----- Material supplied

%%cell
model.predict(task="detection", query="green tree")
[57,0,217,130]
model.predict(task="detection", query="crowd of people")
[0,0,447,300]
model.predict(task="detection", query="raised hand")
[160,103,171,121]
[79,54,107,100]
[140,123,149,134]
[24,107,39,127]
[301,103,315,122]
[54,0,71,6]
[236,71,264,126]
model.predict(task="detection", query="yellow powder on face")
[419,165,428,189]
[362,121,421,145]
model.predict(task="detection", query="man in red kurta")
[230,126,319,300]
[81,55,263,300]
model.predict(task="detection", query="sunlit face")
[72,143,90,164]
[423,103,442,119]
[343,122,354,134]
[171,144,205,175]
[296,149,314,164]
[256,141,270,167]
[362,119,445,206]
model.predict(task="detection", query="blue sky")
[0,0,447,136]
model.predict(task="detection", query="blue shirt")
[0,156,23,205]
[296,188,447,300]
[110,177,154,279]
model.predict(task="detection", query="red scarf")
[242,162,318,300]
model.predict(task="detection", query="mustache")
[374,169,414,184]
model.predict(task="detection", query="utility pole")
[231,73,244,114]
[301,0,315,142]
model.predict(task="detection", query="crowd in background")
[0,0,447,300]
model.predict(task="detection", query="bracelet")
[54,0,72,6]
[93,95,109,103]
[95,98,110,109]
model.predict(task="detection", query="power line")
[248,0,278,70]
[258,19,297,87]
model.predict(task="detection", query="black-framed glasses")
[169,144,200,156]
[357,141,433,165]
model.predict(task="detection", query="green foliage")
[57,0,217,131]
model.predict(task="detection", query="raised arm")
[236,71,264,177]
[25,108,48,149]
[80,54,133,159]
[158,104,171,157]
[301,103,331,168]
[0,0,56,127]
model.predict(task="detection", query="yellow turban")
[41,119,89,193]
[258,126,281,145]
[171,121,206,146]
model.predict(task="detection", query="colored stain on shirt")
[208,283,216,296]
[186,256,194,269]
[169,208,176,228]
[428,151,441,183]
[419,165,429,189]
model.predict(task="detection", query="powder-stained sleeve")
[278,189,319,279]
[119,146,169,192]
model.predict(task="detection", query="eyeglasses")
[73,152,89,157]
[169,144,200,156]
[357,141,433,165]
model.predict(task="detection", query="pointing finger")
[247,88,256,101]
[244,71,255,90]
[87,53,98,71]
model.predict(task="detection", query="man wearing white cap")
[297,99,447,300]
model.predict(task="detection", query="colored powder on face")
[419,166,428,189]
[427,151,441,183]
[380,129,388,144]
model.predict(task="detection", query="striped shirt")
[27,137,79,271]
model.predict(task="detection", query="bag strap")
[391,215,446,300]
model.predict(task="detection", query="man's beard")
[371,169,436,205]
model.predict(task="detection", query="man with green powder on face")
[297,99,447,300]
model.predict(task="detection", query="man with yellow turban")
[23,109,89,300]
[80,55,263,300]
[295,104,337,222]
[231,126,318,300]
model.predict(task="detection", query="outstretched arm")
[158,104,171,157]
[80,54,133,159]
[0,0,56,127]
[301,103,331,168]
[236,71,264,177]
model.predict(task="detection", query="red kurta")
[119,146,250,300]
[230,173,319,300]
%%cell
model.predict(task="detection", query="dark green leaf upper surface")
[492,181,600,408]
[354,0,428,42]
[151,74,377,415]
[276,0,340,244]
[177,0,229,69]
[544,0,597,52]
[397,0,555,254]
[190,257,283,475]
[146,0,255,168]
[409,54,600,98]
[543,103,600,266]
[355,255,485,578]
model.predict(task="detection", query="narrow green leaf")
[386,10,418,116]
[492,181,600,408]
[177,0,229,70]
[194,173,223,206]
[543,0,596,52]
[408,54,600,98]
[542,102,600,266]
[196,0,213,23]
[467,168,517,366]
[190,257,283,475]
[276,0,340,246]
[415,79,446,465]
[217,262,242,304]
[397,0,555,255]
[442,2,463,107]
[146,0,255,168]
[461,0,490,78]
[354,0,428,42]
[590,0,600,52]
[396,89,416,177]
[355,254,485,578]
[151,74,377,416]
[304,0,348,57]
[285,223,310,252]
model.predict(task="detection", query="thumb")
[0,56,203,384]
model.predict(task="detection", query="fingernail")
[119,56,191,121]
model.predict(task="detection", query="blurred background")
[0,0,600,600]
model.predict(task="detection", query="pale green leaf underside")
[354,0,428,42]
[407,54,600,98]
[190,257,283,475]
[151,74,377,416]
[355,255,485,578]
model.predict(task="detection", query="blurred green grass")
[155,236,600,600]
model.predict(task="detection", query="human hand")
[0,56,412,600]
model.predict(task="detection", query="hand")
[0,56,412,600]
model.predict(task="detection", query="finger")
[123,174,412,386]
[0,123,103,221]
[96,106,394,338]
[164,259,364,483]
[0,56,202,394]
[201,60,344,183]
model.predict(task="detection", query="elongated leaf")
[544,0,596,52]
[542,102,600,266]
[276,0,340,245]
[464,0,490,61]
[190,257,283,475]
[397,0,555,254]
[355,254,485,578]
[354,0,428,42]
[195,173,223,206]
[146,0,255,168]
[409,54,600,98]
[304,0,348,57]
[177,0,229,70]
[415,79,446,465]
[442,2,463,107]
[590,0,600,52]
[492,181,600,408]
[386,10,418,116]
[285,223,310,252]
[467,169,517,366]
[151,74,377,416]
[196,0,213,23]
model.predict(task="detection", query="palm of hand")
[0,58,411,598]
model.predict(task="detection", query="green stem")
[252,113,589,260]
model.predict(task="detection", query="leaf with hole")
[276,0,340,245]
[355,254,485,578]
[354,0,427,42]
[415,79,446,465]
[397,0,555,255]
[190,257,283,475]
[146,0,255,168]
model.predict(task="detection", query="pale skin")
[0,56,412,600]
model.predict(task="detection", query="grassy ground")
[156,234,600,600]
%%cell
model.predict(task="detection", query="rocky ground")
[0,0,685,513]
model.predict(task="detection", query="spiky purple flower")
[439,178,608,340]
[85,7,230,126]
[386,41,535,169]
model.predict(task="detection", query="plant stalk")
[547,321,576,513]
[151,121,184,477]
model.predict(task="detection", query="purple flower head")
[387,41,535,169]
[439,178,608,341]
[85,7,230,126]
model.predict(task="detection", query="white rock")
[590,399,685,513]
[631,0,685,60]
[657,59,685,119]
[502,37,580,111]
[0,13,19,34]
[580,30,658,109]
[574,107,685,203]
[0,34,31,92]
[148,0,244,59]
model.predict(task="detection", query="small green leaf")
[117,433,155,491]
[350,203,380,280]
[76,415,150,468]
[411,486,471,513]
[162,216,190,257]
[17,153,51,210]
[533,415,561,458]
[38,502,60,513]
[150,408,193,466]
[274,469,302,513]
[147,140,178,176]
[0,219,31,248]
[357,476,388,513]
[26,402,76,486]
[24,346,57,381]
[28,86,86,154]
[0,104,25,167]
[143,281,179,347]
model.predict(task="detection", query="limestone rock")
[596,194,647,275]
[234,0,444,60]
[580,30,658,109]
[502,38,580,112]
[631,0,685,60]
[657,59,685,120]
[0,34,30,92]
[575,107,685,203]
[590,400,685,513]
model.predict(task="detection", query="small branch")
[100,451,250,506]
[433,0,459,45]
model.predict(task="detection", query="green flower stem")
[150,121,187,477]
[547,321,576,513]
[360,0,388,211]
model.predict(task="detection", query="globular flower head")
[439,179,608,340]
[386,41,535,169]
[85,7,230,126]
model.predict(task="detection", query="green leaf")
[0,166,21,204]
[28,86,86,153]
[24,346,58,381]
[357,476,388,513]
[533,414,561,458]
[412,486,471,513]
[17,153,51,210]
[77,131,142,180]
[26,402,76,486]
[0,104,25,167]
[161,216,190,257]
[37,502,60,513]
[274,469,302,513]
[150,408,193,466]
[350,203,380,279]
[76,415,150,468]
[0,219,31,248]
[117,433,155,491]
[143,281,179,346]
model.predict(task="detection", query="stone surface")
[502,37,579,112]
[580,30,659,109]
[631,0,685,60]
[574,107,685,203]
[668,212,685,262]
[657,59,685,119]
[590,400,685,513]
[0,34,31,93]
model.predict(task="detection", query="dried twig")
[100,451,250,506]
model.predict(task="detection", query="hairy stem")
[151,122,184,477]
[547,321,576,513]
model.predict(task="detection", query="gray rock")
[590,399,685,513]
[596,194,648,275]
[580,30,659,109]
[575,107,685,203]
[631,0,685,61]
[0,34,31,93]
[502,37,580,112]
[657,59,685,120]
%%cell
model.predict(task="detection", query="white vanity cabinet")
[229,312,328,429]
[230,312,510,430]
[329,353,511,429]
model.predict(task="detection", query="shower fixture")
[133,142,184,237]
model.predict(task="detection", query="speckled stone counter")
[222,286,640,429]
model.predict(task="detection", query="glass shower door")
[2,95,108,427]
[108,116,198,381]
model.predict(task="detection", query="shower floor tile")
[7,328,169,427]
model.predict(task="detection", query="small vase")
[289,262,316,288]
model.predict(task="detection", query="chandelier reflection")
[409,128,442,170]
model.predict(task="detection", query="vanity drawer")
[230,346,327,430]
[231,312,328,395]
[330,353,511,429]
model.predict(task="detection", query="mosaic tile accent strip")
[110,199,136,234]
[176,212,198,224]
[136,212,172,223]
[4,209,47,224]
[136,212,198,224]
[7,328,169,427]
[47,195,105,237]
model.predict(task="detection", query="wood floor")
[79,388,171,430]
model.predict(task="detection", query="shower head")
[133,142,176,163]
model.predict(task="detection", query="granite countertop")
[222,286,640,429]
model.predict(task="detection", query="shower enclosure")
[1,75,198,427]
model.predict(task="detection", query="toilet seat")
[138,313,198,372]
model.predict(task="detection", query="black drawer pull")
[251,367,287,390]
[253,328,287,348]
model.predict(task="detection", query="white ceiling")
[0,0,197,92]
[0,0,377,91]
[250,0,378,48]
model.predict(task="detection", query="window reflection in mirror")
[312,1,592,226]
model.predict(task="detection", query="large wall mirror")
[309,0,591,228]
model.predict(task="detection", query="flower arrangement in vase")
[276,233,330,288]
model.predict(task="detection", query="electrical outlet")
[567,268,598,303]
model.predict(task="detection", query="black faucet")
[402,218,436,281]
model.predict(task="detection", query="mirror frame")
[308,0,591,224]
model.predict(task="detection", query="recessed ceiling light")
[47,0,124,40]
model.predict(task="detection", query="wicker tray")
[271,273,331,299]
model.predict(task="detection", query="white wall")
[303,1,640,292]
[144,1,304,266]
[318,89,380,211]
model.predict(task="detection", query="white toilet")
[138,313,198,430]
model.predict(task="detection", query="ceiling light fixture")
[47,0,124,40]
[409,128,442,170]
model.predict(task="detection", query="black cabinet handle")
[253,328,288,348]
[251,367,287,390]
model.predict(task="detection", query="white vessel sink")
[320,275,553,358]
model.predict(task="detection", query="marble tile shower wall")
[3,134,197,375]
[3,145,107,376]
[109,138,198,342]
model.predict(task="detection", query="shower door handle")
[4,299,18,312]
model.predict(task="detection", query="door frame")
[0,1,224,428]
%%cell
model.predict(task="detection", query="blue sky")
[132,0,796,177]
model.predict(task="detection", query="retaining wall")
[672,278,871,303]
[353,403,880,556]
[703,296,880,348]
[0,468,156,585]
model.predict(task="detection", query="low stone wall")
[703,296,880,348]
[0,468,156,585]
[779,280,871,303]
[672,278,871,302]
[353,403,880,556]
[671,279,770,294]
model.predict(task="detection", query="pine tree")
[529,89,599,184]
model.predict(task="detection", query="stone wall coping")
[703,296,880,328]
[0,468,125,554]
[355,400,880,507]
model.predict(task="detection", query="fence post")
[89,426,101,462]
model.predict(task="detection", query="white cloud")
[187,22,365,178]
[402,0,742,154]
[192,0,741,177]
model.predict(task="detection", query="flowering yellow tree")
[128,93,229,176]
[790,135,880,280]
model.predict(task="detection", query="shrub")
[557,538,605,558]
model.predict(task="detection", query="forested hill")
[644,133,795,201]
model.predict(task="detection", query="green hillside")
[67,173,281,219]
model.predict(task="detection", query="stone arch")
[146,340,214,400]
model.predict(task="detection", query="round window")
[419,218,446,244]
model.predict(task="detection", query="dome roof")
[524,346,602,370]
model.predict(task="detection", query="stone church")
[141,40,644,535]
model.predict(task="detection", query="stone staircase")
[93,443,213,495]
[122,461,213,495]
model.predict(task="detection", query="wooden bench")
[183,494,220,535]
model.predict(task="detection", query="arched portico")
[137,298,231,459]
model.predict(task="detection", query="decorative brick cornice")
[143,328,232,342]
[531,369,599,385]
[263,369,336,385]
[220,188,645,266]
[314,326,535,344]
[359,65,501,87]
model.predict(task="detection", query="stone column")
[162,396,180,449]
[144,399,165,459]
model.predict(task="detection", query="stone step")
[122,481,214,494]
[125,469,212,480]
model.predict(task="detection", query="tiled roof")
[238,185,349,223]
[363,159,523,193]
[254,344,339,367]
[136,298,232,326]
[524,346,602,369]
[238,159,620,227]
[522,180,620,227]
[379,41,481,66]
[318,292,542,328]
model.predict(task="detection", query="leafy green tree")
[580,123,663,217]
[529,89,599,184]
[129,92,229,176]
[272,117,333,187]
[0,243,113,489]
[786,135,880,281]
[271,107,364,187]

----------

### Stated exercise
Arrange the lines from the one containing "with green powder" through the one containing "[231,126,318,300]" as a JSON list of strings, one string per line, with blank lines left out.

### Answer to this problem
[
  "model.predict(task=\"detection\", query=\"man with green powder on face\")",
  "[297,99,447,300]",
  "model.predict(task=\"detection\", query=\"man with yellow turban\")",
  "[23,109,89,300]",
  "[80,55,263,300]",
  "[295,104,337,222]",
  "[231,126,318,300]"
]